(Prompt a):
Summarize the post on Prophet and the Zillow job posting in two sentences.

So I made a mildly controversial tweet.

i cannot get over that the zillow data scientist job posting "strongly prefers" you have experience with a python library that is designed to make it as piss easy as possible for little babies to do y_t = f(t) time trend / curve fitting forecasts. pic.twitter.com/YTUcgascCi

— Senior Data Masseuse (@ryxcommar) November 3, 2021

Lots of people enjoyed it, but the LinkedIn-adjacent section of data science Twitter is not happy about it.

I want to provide as much context for it as I can here, clarify a few things, and correct myself on a few things, including on some negative stuff I said elsewhere about Prophet.

What was the Zillow job posting?

The Zillow job posting (PDF here) is specifically for the now-defunct “Zillow Offers” team.

In this role, you would “lead Zillow Offers’ forecasting efforts. You’ll use our wealth of internal and external data sources to produce a time series demand forecast, conversion/funnel forecast, and resale forecast.”

The job posting mentions that “day to day we answer questions like: What type of homes should we buy? Which markets should we enter? How many homes will we buy tomorrow / next week / next month / next year? How are we performing relative to the market? What will our unit economics look like next year?”

Now I’m no Zillow data scientist, but I am pretty sure I know the answer to all of those questions.

Prophet is the only Python/R library mentioned in the posting.

What is Prophet?

Prophet is a library that makes it easy for you to fit a model that decomposes a time series model into trend, season, and holiday components. It’s somewhat customizable and has a few nifty tools like graphing and well-thought out forecasting.

I said a few rude things about Prophet that I partially take back. Here is my latest, nuanced opinion on Prophet after looking into it more for this post: it’s a nifty tool if you know what you’re doing or are doing something unimportant, and it is possibly very dangerous if you don’t know what you’re doing and are using it to make an actual decision.

In my original tweet, I said that Prophet is used for “y_t = f(t) time trend / curve fitting forecasts.” If you think that the quoted statement is a synonym for “time series model”– which I suspect a nonzero number of whiners about my original tweet probably believe because I know from experience that not all of you know this nomenclature– then Prophet is definitely potentially dangerous in your hands.

f(t) means function of time. But time series processes aren’t only functions of time. Or only of contemporaneous covariates. They’re also functions of lagged values, including lagged values of the variable you’re regressing on. So to say that a time series is f(t) is to specifically say that it’s not a function of other things, namely previous data points, such as the previous dependent variable value.

This is an accurate description of what Prophet’s model is. To get a little more in the weeds, Prophet does the following linear decomposition:

  • g(t): Logistic or linear growth trend with optional linear splines (linear in the exponent for the logistic growth). The library calls the knots “change points.”
  • s(t): Sine and cosine (i.e. Fourier series) for seasonal terms.
  • h(t): Gaussian functions (bell curves) for holiday effects (instead of dummies, to make the effect smoother).

You can read about the model here, or alternatively look at the source code.

(Data extract):
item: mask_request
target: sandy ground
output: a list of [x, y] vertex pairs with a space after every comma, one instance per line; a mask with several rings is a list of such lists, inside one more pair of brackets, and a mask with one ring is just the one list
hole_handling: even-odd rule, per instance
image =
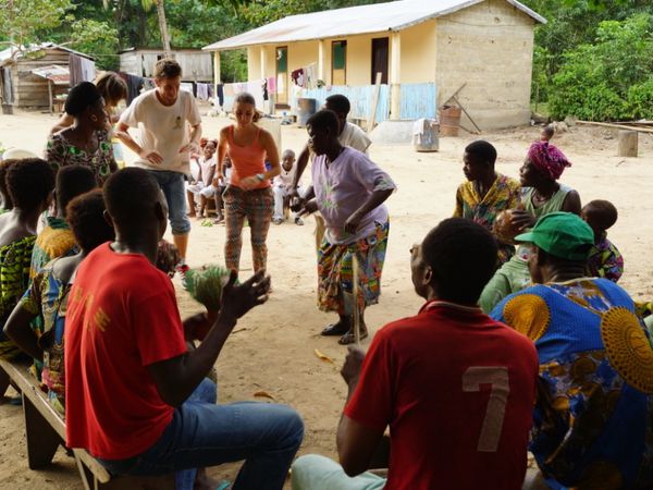
[[[44, 147], [54, 119], [47, 114], [0, 115], [0, 142], [33, 151]], [[205, 134], [217, 136], [225, 119], [205, 118]], [[497, 170], [517, 177], [530, 142], [538, 136], [533, 127], [484, 134], [498, 150]], [[371, 332], [390, 320], [414, 315], [421, 301], [410, 283], [409, 248], [438, 222], [451, 216], [457, 185], [463, 181], [461, 155], [476, 136], [443, 138], [441, 150], [418, 154], [411, 146], [371, 148], [371, 158], [393, 176], [398, 192], [387, 201], [392, 224], [387, 260], [383, 274], [383, 295], [367, 317]], [[283, 147], [300, 150], [304, 130], [284, 126]], [[579, 191], [583, 201], [607, 198], [619, 209], [619, 221], [609, 237], [620, 248], [626, 272], [620, 282], [637, 298], [653, 298], [653, 137], [640, 135], [640, 158], [616, 157], [616, 133], [612, 130], [576, 126], [554, 142], [574, 162], [563, 182]], [[305, 179], [306, 180], [306, 179]], [[335, 454], [335, 427], [346, 391], [338, 367], [346, 354], [333, 338], [321, 338], [320, 330], [333, 318], [316, 308], [316, 253], [313, 223], [296, 226], [292, 222], [272, 225], [268, 237], [269, 272], [274, 293], [270, 301], [246, 316], [227, 341], [217, 367], [222, 403], [257, 400], [264, 391], [280, 403], [295, 407], [304, 417], [306, 436], [300, 453]], [[247, 231], [245, 232], [247, 242]], [[199, 226], [190, 235], [192, 266], [222, 262], [224, 226]], [[250, 248], [243, 249], [243, 275], [251, 273]], [[175, 279], [182, 315], [200, 308], [181, 290]], [[369, 339], [365, 341], [369, 345]], [[320, 360], [319, 350], [334, 360]], [[261, 399], [258, 399], [261, 400]], [[264, 399], [262, 399], [264, 401]], [[211, 469], [219, 478], [233, 478], [236, 465]], [[59, 451], [53, 465], [39, 471], [27, 468], [25, 436], [20, 407], [0, 406], [0, 488], [82, 489], [74, 462]], [[289, 487], [289, 486], [288, 486]]]

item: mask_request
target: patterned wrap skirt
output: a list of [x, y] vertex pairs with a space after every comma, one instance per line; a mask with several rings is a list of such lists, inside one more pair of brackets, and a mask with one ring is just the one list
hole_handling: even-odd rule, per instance
[[358, 258], [358, 307], [365, 308], [379, 303], [389, 232], [390, 221], [386, 221], [377, 223], [372, 234], [350, 244], [334, 245], [324, 237], [318, 250], [318, 308], [352, 315], [354, 255]]

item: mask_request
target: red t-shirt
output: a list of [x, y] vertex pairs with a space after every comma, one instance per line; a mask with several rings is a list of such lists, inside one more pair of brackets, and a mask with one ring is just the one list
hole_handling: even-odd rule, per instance
[[67, 445], [124, 460], [157, 442], [173, 408], [146, 366], [186, 352], [174, 289], [140, 254], [109, 244], [79, 266], [65, 320]]
[[433, 302], [377, 333], [345, 415], [390, 426], [386, 490], [518, 490], [538, 367], [526, 336]]

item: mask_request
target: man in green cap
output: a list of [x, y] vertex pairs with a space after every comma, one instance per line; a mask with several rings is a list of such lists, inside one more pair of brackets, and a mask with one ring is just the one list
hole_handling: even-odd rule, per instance
[[578, 216], [552, 212], [530, 243], [534, 285], [492, 311], [540, 357], [529, 450], [552, 489], [653, 488], [653, 350], [634, 303], [607, 279], [586, 278], [594, 241]]

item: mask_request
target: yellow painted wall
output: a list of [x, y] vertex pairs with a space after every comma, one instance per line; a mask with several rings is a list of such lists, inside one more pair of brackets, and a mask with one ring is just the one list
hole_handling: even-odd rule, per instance
[[247, 48], [247, 78], [258, 79], [261, 74], [261, 50], [254, 46]]
[[[427, 83], [435, 79], [435, 22], [429, 21], [402, 30], [402, 83]], [[349, 36], [347, 40], [347, 85], [371, 85], [372, 39], [390, 33]], [[324, 39], [324, 83], [331, 84], [331, 44], [343, 38]], [[389, 42], [389, 48], [391, 47]], [[281, 46], [281, 45], [280, 45]], [[318, 41], [289, 42], [288, 71], [318, 62]], [[260, 77], [260, 49], [266, 52], [266, 76], [273, 76], [276, 46], [248, 48], [247, 69], [250, 79]], [[252, 59], [254, 57], [254, 59]], [[389, 52], [389, 62], [390, 62]]]

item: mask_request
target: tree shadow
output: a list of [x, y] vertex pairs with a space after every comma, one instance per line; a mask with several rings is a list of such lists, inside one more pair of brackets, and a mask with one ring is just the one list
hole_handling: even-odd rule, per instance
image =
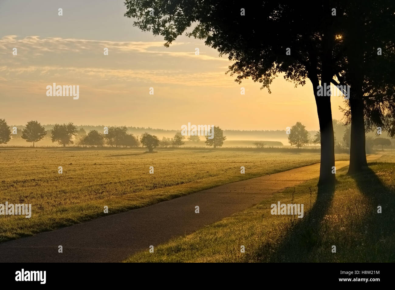
[[[374, 165], [371, 163], [370, 165]], [[380, 165], [393, 166], [390, 163], [380, 162]], [[385, 171], [386, 168], [383, 167]], [[357, 214], [353, 216], [345, 213], [350, 222], [349, 231], [339, 241], [339, 258], [344, 262], [393, 262], [395, 261], [395, 187], [384, 184], [376, 174], [370, 168], [361, 173], [351, 176], [358, 190], [363, 195], [357, 202], [359, 207], [354, 209]], [[279, 243], [265, 243], [257, 251], [258, 260], [270, 262], [307, 262], [311, 261], [311, 253], [320, 247], [327, 232], [326, 223], [322, 222], [327, 214], [333, 199], [335, 186], [320, 186], [318, 188], [317, 199], [302, 220], [292, 222], [294, 216], [290, 216], [289, 223], [280, 226], [284, 232], [278, 237]], [[377, 207], [382, 208], [378, 213]], [[358, 212], [357, 211], [359, 211]], [[298, 219], [297, 218], [295, 220]], [[342, 235], [339, 237], [342, 239]], [[330, 249], [328, 249], [328, 251]], [[354, 251], [354, 252], [353, 251]], [[352, 253], [349, 255], [348, 253]], [[348, 259], [353, 260], [348, 260]]]
[[[317, 198], [308, 214], [302, 220], [295, 216], [290, 216], [291, 222], [293, 223], [279, 237], [279, 245], [272, 246], [268, 250], [267, 245], [263, 245], [258, 252], [267, 253], [262, 256], [265, 262], [305, 262], [313, 248], [320, 245], [324, 230], [321, 221], [326, 215], [335, 193], [335, 185], [319, 185]], [[269, 246], [270, 247], [270, 246]], [[264, 254], [266, 255], [266, 254]]]
[[[376, 163], [372, 163], [370, 165]], [[393, 164], [380, 162], [382, 165], [393, 166]], [[385, 170], [385, 169], [384, 169]], [[363, 220], [354, 225], [354, 231], [363, 237], [356, 241], [353, 247], [363, 249], [361, 262], [395, 261], [395, 188], [384, 184], [376, 173], [368, 168], [363, 172], [352, 175], [361, 192], [367, 198], [367, 213]], [[382, 213], [378, 213], [378, 207]], [[366, 245], [363, 248], [363, 245]], [[367, 245], [374, 245], [373, 248]]]

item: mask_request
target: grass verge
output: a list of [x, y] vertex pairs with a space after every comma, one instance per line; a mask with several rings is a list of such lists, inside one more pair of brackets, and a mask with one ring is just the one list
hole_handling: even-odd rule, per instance
[[[346, 168], [339, 170], [333, 188], [319, 189], [316, 179], [287, 188], [125, 262], [395, 262], [395, 156], [369, 168], [353, 177]], [[272, 215], [278, 201], [304, 204], [304, 217]]]

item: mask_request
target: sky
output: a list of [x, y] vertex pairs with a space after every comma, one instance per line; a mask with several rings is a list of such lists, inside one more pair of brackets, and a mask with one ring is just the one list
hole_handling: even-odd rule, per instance
[[[177, 129], [190, 122], [260, 130], [301, 122], [319, 128], [308, 79], [295, 88], [279, 76], [271, 94], [250, 80], [239, 85], [225, 74], [227, 57], [203, 41], [182, 36], [165, 47], [126, 11], [119, 0], [0, 0], [0, 119], [9, 125]], [[79, 85], [79, 98], [47, 96], [54, 83]], [[341, 119], [342, 98], [331, 102], [333, 118]]]

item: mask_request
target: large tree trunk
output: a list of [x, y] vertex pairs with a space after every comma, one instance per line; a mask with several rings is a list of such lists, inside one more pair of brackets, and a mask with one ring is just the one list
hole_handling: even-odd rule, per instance
[[[352, 87], [351, 88], [352, 89]], [[362, 93], [362, 88], [361, 93]], [[350, 149], [348, 174], [360, 172], [367, 168], [365, 149], [365, 125], [363, 118], [363, 100], [358, 94], [350, 98], [351, 110], [351, 141]]]
[[316, 96], [317, 111], [321, 130], [321, 164], [319, 185], [330, 185], [336, 181], [332, 173], [335, 166], [335, 139], [332, 122], [330, 97]]
[[[355, 19], [359, 19], [357, 10], [352, 10]], [[353, 32], [348, 37], [347, 43], [347, 58], [350, 72], [349, 104], [351, 114], [351, 139], [350, 143], [349, 174], [357, 173], [367, 167], [365, 149], [365, 124], [364, 118], [363, 74], [362, 65], [363, 53], [360, 42], [363, 39], [360, 27], [363, 23], [354, 21], [350, 25]]]

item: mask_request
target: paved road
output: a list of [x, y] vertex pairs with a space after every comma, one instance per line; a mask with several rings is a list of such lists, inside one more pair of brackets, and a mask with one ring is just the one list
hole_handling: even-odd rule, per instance
[[[381, 155], [370, 155], [369, 160]], [[337, 169], [348, 165], [338, 161]], [[228, 183], [152, 205], [0, 243], [0, 262], [118, 262], [317, 177], [319, 164]], [[200, 213], [195, 213], [195, 207]], [[58, 247], [63, 247], [63, 253]]]

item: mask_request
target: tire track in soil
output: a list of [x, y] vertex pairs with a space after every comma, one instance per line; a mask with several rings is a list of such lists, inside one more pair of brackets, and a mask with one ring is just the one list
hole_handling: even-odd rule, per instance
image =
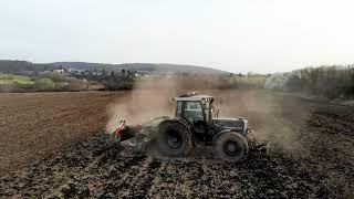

(Prompt b):
Collect every line of the records that contains the string "tree". Case counts.

(Finished answer a):
The author explains a mildly controversial tweet about a Zillow Offers data scientist job posting that strongly preferred experience with Prophet, the only Python/R library the posting mentions. Prophet fits a model that splits a time series into trend, seasonal, and holiday components as a function of time alone rather than of lagged values, and the author now calls it a nifty tool for people who know what they're doing or are doing something unimportant, but possibly very dangerous for people who don't and are using it to make an actual decision.

(Finished answer b):
target: tree shadow
target: large tree trunk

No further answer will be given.